** Material provided **
● ● ● ● ●
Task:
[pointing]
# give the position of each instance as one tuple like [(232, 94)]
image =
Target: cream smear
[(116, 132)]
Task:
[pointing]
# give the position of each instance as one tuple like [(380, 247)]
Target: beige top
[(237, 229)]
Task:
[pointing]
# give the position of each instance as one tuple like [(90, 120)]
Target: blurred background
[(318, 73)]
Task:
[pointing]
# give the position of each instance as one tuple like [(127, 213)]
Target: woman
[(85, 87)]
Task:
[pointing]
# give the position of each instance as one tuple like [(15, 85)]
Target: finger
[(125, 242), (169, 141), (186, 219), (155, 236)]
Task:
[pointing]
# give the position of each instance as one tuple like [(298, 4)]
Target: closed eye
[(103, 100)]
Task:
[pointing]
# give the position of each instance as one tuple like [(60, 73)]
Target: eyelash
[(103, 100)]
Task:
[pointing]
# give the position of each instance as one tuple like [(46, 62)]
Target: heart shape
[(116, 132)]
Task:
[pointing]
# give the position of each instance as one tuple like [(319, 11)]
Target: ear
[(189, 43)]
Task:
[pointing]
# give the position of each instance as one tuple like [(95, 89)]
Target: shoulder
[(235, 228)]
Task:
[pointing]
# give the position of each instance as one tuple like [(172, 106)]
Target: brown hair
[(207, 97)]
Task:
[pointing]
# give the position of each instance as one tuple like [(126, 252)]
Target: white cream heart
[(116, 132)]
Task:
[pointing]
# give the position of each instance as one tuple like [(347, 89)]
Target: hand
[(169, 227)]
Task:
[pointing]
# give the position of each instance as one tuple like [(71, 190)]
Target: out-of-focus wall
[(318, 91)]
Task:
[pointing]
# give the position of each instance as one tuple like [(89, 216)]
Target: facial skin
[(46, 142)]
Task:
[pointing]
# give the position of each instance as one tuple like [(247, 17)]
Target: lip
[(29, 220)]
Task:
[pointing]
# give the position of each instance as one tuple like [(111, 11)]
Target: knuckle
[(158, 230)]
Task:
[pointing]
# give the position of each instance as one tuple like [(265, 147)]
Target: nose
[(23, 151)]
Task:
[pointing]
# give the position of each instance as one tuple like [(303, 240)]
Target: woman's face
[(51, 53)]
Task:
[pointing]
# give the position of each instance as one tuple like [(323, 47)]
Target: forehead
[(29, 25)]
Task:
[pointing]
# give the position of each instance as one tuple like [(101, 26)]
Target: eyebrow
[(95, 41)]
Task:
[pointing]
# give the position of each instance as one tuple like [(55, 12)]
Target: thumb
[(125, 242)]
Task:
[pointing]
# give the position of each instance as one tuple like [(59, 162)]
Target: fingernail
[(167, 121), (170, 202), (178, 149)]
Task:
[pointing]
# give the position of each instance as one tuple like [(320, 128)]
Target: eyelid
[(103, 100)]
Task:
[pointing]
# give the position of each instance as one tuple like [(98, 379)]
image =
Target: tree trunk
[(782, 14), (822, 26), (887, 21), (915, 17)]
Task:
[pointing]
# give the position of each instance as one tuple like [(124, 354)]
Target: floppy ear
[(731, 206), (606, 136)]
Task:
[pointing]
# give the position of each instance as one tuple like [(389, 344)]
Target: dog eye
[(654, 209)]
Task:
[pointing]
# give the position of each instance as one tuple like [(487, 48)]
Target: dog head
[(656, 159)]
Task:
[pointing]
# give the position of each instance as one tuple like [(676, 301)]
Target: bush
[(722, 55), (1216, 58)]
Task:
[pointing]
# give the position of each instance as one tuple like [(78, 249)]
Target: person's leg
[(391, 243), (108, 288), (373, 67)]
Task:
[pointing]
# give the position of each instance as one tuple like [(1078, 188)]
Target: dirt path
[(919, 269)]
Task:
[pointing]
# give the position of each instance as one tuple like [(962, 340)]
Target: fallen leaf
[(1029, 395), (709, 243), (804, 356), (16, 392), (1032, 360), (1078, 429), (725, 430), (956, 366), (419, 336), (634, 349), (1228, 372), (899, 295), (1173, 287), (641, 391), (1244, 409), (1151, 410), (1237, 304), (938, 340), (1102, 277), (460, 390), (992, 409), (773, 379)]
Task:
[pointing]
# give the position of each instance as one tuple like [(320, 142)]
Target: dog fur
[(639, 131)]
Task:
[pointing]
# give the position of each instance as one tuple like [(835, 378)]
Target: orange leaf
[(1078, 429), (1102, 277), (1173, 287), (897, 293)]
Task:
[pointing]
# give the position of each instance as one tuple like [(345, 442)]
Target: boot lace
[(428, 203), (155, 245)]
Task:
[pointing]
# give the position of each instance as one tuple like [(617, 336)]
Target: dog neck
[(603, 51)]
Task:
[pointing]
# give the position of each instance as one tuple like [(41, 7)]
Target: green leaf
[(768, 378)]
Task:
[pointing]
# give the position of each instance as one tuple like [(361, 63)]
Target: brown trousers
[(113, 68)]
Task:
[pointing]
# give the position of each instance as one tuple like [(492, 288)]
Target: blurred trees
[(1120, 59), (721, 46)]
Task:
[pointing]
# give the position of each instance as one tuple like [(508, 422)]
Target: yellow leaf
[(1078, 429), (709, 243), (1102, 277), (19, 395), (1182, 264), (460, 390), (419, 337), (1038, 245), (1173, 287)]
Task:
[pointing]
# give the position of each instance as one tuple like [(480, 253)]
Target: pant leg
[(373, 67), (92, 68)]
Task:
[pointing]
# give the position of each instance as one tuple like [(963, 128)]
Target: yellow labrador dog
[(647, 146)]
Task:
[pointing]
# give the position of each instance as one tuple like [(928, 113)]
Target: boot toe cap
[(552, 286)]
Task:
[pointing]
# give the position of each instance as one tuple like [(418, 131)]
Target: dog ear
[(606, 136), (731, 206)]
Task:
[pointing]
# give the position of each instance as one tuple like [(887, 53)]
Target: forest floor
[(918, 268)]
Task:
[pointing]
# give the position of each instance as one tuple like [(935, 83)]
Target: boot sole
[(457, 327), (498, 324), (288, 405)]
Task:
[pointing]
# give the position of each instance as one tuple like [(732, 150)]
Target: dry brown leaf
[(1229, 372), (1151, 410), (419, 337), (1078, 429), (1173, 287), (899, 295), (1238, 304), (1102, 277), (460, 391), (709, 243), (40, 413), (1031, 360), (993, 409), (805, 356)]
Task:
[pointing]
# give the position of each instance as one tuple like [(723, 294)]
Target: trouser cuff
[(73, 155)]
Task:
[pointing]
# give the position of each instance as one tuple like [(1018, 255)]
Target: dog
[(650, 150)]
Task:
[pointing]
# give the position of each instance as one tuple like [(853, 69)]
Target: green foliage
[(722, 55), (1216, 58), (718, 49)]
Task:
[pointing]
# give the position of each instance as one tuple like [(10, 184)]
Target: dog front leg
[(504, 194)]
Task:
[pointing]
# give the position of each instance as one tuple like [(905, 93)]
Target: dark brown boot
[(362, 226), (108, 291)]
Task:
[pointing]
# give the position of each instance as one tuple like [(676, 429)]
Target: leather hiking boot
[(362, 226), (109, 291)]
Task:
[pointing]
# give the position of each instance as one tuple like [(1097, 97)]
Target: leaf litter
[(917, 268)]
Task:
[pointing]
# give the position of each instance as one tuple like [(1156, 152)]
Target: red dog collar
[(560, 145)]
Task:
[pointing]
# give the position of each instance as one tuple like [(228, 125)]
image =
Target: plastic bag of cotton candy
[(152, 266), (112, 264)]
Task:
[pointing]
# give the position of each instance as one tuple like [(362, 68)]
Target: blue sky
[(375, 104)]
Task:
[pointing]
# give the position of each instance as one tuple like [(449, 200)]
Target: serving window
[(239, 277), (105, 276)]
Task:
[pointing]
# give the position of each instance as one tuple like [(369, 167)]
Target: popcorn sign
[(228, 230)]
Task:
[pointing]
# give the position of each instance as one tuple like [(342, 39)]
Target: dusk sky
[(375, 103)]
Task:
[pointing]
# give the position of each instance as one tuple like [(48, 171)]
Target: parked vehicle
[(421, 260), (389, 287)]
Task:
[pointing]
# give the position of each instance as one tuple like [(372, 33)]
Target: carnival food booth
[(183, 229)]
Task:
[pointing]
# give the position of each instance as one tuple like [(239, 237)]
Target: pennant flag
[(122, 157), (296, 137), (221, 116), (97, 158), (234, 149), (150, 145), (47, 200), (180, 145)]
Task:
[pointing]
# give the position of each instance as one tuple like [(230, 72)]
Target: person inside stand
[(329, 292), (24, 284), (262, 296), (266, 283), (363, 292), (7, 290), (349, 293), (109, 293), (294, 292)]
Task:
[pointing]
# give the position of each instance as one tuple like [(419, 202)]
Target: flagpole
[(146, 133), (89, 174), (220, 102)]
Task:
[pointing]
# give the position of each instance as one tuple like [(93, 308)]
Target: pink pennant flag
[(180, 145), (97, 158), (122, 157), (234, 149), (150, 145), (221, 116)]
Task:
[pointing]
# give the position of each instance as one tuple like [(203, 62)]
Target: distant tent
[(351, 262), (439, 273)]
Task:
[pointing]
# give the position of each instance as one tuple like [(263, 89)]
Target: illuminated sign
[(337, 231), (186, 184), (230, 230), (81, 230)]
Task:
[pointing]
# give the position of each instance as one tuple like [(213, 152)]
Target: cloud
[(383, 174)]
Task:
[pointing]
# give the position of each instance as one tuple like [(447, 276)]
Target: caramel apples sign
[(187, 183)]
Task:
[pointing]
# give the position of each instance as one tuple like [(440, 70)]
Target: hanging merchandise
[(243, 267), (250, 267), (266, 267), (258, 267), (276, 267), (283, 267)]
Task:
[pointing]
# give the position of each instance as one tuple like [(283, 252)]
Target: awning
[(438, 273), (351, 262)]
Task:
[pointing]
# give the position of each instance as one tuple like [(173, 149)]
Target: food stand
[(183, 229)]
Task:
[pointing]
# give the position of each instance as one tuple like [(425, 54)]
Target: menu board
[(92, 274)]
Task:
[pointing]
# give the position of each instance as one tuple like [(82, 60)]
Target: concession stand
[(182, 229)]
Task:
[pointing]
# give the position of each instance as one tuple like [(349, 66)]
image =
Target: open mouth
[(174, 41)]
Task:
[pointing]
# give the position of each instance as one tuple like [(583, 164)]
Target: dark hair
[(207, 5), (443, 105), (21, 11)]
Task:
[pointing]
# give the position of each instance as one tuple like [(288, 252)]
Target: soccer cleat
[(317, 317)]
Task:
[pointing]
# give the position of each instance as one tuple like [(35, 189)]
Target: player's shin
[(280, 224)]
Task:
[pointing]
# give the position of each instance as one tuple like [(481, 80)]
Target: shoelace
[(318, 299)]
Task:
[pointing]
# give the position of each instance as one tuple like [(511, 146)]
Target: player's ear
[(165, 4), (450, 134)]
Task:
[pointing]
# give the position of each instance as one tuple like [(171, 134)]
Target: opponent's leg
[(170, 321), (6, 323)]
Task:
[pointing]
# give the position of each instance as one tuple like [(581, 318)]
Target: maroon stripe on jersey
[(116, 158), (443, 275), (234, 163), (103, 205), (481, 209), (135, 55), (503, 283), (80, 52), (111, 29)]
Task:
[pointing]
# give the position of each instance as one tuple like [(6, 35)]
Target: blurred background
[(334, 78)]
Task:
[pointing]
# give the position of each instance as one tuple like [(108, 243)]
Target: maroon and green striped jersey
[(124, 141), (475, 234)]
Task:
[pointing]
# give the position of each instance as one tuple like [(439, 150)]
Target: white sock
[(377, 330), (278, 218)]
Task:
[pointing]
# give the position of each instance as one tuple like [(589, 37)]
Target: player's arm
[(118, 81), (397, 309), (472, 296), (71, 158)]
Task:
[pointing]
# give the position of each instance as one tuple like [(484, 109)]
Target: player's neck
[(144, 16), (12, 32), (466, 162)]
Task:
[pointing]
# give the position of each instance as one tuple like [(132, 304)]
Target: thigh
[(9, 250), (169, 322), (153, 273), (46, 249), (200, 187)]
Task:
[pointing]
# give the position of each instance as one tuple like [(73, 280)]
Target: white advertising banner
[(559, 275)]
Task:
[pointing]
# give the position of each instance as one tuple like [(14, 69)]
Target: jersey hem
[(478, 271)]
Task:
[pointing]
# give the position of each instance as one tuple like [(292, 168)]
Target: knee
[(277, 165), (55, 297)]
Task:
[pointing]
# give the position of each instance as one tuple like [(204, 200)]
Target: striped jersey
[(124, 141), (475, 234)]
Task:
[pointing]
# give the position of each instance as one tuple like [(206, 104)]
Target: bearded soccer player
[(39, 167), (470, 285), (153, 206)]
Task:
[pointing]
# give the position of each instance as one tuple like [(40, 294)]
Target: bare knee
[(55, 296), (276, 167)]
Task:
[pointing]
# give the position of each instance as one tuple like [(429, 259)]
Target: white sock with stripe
● ● ● ● ●
** The task **
Within the listing above, give again exactly every line from the line with "Target: popcorn sign" through the line with "like [(263, 89)]", both included, and no other line.

** Output for this exercise **
Target: popcorn sign
[(228, 230)]
Task:
[pointing]
# give the position of each instance as one tuple like [(342, 39)]
Target: dusk sky
[(375, 103)]
Task:
[pointing]
# give the position of each instance as one tuple like [(48, 171)]
Target: parked vehicle
[(421, 260), (389, 287)]
Task:
[pointing]
# give the position of each instance as one tuple like [(372, 33)]
Target: carnival food booth
[(183, 229)]
Task:
[pointing]
# give the position of each instance as one tuple like [(239, 237)]
Target: pennant flag
[(122, 157), (296, 137), (221, 116), (97, 158), (234, 149), (150, 145), (47, 200), (180, 145)]
Task:
[pointing]
# give the position of each instance as one tuple like [(230, 72)]
Target: person inside stand
[(329, 292), (24, 284), (262, 296), (266, 283), (363, 292), (7, 290), (349, 293), (109, 293), (294, 292)]
Task:
[pointing]
# give the position of each instance as one tuple like [(419, 202)]
Target: flagpole
[(146, 133), (89, 174), (220, 102)]
Task:
[pointing]
# give the position of each instance as one tuple like [(93, 308)]
Target: pink pennant flag
[(180, 145), (97, 158), (122, 157), (234, 149), (150, 145), (221, 116)]
Task:
[pointing]
# give the position of each instance as one tuple like [(203, 62)]
Target: distant tent
[(351, 262), (439, 273)]
Task:
[pointing]
# give the position of each instance as one tuple like [(263, 89)]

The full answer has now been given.